◆ **Tarefas a realizar**
• a. Responda às perguntas abaixo com base no texto sobre termodinâmica quântica.
(i) Quem é o supervisor do pós-doutorado de Jader Pereira dos Santos?
(ii) Segundo Landi, a aproximação da termodinâmica com a mecânica quântica data de que período?
(iii) Do que os pesquisadores trataram especificamente?
• b. Altere um trecho do texto sobre termodinâmica quântica e reproduza-o: comece nas palavras "O estudo foi" e pare depois de "à Agência FAPESP.", trocando "motores" por "máquinas".
• c. Traduza para o inglês esta frase do texto sobre termodinâmica quântica: "Os pesquisadores trataram especificamente da produção de entropia, isto é, da medida da irreversibilidade, em contextos quânticos, para a qual não havia, antes, uma teoria bem estabelecida."

═════ Texto fornecido

O estudo foi apoiado pela FAPESP por meio do Auxílio à Pesquisa concedido ao projeto “Modelagem estocástica de sistemas quânticos fora do equilíbrio”, conduzido por Gabriel Teixeira Landi, que é também o supervisor do pós-doutorado de Jader Pereira dos Santos.

“A aproximação da termodinâmica com a mecânica quântica é bem recente, algo das últimas décadas, quando se tornou possível exercer um controle muito fino na manipulação de átomos e, literalmente, construir motores em escala atômica. Apesar de nosso estudo tratar de questões de física fundamental, de conhecimento puro, podemos visualizar diversas aplicações em sistemas microscópicos, como nanodispositivos e computação, criptografia e comunicação quânticas”, disse Landi à Agência FAPESP.

Os pesquisadores trataram especificamente da produção de entropia, isto é, da medida da irreversibilidade, em contextos quânticos, para a qual não havia, antes, uma teoria bem estabelecida. “Existiam teorias muito boas para medir a irreversibilidade no contexto clássico, isto é, na escala macroscópica. Mas não existiam teorias que permitissem medir quão irreversível era um processo quântico. As teorias anteriores, propostas com tal objetivo, apresentavam várias lacunas, várias incompletudes. Isso se devia, basicamente, ao fato de terem sido concebidas para sistemas clássicos e não para sistemas quânticos. Nossa contribuição veio ao encontro desse problema. O que fizemos foi propor uma nova teoria para descrever esse tipo de fenômeno”, afirmou Landi.

══════════
═════ Registros extraídos

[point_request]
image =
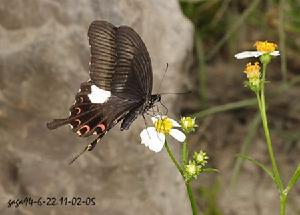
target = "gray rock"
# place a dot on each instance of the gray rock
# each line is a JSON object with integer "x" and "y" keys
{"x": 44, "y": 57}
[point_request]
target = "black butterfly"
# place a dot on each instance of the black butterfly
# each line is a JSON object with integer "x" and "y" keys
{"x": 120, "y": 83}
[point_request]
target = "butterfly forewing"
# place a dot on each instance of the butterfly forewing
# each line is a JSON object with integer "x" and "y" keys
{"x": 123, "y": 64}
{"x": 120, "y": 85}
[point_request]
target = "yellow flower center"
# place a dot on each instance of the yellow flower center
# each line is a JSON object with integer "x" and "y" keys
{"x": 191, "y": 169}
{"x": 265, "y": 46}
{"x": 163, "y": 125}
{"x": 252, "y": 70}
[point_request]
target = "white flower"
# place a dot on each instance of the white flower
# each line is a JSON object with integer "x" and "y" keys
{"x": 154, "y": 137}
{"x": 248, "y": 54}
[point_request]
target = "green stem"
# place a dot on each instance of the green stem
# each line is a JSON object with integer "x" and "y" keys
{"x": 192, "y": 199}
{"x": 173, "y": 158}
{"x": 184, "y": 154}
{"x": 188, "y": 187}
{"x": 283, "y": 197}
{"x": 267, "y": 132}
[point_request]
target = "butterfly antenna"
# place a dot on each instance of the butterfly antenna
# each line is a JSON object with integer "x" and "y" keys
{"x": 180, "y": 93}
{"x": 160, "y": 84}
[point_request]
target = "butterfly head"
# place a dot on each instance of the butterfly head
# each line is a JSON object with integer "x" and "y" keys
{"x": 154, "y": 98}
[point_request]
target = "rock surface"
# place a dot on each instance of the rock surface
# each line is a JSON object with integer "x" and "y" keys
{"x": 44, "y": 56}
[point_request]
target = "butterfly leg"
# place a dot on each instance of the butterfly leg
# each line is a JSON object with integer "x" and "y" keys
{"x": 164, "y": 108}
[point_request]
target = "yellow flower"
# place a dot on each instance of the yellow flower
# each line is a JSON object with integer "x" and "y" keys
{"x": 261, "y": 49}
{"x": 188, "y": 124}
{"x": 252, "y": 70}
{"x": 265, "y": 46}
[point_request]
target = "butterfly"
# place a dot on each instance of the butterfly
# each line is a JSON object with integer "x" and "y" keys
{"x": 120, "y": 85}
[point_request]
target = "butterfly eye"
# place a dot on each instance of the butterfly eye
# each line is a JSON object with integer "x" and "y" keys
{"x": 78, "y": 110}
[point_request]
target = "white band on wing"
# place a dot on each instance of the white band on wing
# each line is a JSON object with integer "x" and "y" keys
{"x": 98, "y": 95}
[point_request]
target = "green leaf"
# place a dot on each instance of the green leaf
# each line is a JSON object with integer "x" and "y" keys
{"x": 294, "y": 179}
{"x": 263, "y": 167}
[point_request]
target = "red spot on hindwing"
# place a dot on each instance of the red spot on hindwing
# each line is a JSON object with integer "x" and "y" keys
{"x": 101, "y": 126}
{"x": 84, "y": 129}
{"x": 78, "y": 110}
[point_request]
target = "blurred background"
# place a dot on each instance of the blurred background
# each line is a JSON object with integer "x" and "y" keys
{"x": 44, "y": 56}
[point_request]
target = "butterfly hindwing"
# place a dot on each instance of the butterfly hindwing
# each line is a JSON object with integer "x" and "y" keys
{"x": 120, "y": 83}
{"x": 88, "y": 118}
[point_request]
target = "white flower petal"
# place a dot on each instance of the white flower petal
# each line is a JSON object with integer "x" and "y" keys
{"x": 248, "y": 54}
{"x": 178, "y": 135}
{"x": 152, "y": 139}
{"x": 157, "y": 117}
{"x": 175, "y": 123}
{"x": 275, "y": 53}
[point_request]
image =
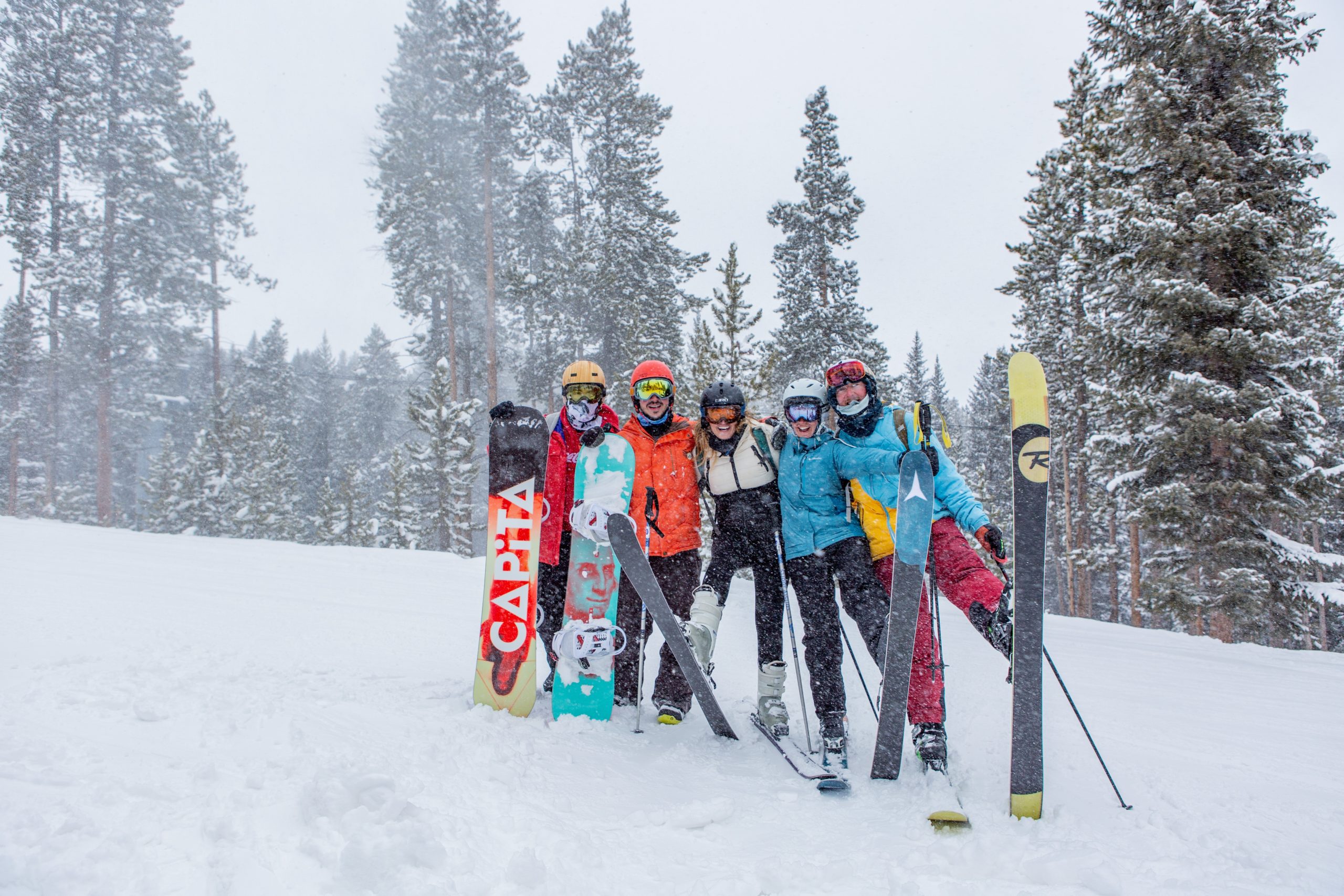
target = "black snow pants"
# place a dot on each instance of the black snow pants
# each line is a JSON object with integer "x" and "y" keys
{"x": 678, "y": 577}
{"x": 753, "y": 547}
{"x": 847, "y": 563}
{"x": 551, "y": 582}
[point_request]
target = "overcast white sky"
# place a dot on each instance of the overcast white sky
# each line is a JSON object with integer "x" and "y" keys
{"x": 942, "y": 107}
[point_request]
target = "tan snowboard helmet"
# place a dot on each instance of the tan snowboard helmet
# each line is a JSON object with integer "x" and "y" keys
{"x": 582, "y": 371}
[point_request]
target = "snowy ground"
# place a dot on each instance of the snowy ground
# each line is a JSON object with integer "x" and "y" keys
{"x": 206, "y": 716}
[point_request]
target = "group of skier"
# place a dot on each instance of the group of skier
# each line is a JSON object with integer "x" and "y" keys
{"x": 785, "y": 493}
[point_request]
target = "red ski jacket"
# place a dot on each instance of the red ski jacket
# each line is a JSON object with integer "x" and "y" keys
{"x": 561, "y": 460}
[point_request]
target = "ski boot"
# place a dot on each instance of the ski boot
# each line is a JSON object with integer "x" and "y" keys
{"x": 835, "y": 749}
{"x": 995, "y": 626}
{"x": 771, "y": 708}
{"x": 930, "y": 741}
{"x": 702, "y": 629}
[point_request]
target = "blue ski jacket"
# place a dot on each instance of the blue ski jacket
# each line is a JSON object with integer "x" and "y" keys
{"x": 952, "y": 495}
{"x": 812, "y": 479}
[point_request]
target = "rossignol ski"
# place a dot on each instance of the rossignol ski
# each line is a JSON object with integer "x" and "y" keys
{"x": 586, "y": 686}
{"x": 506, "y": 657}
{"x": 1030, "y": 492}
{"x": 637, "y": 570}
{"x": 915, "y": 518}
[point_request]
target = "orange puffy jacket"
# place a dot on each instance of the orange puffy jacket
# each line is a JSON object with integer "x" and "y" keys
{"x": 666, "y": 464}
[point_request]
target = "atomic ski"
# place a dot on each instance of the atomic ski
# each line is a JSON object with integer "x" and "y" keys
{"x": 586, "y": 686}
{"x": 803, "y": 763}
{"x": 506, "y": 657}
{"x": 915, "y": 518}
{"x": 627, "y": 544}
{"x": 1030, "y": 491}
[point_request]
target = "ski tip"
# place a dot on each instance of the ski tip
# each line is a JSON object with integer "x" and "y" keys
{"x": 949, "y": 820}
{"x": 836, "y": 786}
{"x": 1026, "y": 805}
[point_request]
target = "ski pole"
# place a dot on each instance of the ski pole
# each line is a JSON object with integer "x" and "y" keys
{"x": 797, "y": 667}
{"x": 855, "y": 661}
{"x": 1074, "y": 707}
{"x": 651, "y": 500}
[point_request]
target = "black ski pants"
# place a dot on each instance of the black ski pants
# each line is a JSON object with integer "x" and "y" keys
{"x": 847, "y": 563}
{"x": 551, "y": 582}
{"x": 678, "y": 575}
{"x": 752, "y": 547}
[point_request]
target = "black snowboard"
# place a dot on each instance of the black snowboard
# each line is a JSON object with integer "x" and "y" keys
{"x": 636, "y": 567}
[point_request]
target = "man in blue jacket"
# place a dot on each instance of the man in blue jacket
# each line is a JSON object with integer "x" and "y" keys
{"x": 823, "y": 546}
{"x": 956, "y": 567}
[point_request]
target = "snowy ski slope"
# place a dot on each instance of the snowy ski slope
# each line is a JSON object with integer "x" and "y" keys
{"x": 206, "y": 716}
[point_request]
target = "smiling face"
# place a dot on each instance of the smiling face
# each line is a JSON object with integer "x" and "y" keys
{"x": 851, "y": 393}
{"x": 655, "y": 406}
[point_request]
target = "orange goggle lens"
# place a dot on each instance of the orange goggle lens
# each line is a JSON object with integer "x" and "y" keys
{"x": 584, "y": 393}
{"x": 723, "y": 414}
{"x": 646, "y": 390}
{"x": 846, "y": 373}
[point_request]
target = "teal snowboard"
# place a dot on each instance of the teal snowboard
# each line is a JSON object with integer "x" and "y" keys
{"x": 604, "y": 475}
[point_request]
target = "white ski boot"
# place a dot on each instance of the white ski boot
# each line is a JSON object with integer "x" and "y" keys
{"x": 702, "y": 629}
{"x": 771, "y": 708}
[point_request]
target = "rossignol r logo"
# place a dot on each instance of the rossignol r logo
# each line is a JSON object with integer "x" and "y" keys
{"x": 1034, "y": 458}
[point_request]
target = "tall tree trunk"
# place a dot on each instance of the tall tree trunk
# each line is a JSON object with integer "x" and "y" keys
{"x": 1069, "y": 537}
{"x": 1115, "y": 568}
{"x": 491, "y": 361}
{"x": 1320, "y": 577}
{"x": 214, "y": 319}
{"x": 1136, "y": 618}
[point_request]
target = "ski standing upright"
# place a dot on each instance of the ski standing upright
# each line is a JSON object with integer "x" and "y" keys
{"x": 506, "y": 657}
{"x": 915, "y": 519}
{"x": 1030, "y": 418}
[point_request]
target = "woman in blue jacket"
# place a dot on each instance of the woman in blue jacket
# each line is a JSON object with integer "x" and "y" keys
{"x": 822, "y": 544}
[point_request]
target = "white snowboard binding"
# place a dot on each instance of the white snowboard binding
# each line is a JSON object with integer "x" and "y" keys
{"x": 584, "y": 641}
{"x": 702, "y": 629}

══════════

◆ **Respostas às tarefas**
• a.
(i) Gabriel Teixeira Landi.
(ii) Das últimas décadas.
(iii) Da produção de entropia, isto é, da medida da irreversibilidade, em contextos quânticos.

• b.
O estudo foi apoiado pela FAPESP por meio do Auxílio à Pesquisa concedido ao projeto “Modelagem estocástica de sistemas quânticos fora do equilíbrio”, conduzido por Gabriel Teixeira Landi, que é também o supervisor do pós-doutorado de Jader Pereira dos Santos.

“A aproximação da termodinâmica com a mecânica quântica é bem recente, algo das últimas décadas, quando se tornou possível exercer um controle muito fino na manipulação de átomos e, literalmente, construir máquinas em escala atômica. Apesar de nosso estudo tratar de questões de física fundamental, de conhecimento puro, podemos visualizar diversas aplicações em sistemas microscópicos, como nanodispositivos e computação, criptografia e comunicação quânticas”, disse Landi à Agência FAPESP.

• c. The researchers specifically addressed entropy production, that is, the measure of irreversibility, in quantum contexts, for which there had previously been no well-established theory.